■ WRITTEN INSTRUCTION
Copy the records below word for word, changing nothing.

— begin DATA PROVIDED —

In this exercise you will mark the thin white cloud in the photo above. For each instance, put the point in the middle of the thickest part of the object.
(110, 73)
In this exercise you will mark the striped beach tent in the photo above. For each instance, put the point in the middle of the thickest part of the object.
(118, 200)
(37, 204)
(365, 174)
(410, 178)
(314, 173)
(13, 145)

— end DATA PROVIDED —

■ FINAL RESULT
In this exercise you will mark the thin white cloud in the photo above. For each instance, put the point in the middle of the thickest part of the object.
(110, 73)
In this exercise you will mark the striped beach tent in the photo above. For each instance, put the point in the middle of the thickest part of the object.
(118, 200)
(37, 204)
(365, 174)
(410, 178)
(314, 173)
(13, 145)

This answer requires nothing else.